## Exercício 1:
Liste os itens que, segundo o texto sobre a espera por leitos, foram alocados no IAPI para conforto dos usuários.
## Exercício 2:
Por favor, retome o texto sobre a espera por leitos a partir do ponto em que ele termina.

## Bloco de texto:
<<<<
O enfermeiro Armando Teixeira Júnior faz uma associação semelhante com relação à unidade da Zona Sul, com crescimento exponencial da demanda por estes atendimentos na Capital.
— O nosso setor já não está conseguindo mais dar conta — lamenta o funcionário, que integra uma equipe formada por dois médicos psiquiatras, um enfermeiro e quatro técnicos.
Recuero conta que foram alocadas mais 14 macas para conforto dos usuários no IAPI, além de poltronas e cadeiras. Essa maior quantidade de internados no local, que recebe cerca de 48% da demanda na Capital, porém, compromete a atuação da equipe.
— A gente tem equipe estruturada para 25 a 30 pacientes, mais que isso a gente não consegue dar conta da forma ideal — salienta.
Longa espera por leitos
Na emergência da Zona Norte, o tempo médio de transferência para a rede hospitalar ou serviço especializado é de dois a três dias. No entanto, Recuero admite que há casos que podem chegar a 15 dias.
De acordo com o médico, os leitos para crianças e adolescentes são os que demoram mais, por serem difíceis de localizar. Essa espera preocupa o enfermeiro Armando:
— (Existem) riscos a que os pacientes acabam sendo submetidos, porque muitas vezes eles precisam ser contidos quimicamente através de medicação e também através da contenção mecânica protetiva, então, no caso, não deixando o leito, o paciente muitas vezes permanece em cadeiras, em poltronas, em macas pelos corredores — afirma.
>>>>
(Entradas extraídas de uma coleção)
<<<<
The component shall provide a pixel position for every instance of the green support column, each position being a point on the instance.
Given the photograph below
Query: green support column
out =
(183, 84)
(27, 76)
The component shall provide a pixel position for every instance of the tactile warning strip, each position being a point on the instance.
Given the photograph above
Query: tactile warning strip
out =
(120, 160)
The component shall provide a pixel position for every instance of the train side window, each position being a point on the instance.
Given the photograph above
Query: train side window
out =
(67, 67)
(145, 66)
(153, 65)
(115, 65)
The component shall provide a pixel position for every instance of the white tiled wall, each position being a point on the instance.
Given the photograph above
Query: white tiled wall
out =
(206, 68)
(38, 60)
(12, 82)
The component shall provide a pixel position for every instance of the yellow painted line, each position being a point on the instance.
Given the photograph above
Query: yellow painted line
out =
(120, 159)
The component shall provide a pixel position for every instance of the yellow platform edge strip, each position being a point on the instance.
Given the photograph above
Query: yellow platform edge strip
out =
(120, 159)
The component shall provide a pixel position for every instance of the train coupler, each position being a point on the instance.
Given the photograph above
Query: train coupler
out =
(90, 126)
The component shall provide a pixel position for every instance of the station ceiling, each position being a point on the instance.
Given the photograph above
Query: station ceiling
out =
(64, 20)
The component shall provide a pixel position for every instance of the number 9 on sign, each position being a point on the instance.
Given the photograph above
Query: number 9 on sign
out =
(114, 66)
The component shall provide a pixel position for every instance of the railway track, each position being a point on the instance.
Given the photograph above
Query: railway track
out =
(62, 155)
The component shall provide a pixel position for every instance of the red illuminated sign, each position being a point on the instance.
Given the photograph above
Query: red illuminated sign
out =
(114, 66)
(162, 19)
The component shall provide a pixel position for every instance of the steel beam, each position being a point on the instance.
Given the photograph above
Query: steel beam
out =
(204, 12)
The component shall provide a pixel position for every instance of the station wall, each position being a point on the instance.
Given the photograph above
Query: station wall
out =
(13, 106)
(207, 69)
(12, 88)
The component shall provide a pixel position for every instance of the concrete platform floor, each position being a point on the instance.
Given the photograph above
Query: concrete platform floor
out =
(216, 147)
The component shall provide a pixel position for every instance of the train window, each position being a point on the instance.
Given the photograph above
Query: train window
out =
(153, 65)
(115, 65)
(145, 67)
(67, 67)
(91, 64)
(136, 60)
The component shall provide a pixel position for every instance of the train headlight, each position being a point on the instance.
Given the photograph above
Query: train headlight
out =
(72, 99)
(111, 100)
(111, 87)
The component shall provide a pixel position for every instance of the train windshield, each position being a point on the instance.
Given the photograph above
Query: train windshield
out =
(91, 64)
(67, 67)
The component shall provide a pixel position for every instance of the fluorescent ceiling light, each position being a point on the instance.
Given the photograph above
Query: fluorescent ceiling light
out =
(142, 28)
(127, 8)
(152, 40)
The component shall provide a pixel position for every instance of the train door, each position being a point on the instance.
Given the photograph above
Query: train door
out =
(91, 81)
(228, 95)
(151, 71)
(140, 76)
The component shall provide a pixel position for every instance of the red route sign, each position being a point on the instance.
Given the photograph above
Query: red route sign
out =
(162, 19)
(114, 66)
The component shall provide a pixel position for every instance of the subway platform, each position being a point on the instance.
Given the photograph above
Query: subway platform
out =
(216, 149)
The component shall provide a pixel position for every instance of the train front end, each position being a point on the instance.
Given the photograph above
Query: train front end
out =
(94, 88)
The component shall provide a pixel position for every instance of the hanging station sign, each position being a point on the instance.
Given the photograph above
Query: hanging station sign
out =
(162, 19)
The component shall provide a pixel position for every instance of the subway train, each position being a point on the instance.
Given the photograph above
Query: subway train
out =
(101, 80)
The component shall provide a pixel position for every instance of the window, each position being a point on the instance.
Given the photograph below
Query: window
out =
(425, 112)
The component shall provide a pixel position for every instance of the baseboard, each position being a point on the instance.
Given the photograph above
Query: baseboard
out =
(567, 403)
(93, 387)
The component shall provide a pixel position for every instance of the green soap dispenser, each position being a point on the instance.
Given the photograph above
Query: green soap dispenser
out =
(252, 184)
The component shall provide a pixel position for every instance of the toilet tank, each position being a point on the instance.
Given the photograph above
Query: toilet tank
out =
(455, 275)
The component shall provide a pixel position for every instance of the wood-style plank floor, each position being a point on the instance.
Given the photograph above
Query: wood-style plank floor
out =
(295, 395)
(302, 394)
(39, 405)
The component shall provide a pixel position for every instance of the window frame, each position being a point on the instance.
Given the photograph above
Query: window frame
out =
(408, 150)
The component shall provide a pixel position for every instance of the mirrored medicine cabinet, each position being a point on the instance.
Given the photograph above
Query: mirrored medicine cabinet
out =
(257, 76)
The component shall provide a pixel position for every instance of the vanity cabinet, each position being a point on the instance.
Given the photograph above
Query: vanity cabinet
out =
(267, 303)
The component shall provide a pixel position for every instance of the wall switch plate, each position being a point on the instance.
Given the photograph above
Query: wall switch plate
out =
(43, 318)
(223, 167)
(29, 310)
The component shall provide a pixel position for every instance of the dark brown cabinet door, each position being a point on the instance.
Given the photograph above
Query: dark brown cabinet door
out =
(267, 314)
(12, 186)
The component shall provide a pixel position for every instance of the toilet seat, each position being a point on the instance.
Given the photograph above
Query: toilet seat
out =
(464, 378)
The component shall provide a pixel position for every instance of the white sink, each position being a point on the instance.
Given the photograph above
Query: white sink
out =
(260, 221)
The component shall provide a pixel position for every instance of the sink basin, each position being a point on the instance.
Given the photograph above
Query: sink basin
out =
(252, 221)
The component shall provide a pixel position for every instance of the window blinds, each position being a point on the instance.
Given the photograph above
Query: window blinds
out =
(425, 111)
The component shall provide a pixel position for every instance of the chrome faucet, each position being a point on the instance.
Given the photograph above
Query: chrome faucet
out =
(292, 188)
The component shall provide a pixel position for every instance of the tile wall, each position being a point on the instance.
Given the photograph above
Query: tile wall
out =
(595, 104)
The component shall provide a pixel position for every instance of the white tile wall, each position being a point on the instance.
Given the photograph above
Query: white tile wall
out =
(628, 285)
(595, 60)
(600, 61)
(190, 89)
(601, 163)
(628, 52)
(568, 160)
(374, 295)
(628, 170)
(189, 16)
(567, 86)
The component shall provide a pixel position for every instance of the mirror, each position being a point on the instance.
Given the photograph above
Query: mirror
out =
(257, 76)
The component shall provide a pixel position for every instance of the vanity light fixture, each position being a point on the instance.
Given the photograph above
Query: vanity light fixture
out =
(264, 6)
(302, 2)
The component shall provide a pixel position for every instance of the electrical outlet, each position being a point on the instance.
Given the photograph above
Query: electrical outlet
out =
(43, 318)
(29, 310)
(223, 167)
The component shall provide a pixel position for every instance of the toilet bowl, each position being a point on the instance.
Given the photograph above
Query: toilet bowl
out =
>>>>
## Resposta final 1:
14 macas, poltronas e cadeiras.

## Resposta final 2:
A longa espera também atinge adultos. O enfermeiro do Cruzeiro do Sul cita o caso de um idoso no PACS aguardando encaminhamento há mais de um ano.
Prefeitura afirma que busca reforçar ações anteriores à emergência
Questionado pela reportagem, o Secretário Municipal de Saúde de Porto Alegre, Fernando Ritter, reconheceu que a situação precisa ser solucionada e afirmou que a prefeitura busca medidas efetivas no atendimento que antecede à chegada na emergência.
— É inadmissível que a gente tenha essa quantidade, nós não gostaríamos de estar nessa situação, por óbvio. A gente vê isso como um grande problema, mas para poder atacar esse problema, temos que melhorar a estrutura e melhorar o processo para ter resultado — admite.
De acordo com ele, houve um aumento de procura nas urgências desde agosto, também reflexo dos casos de atingidos pela tragédia da enchente.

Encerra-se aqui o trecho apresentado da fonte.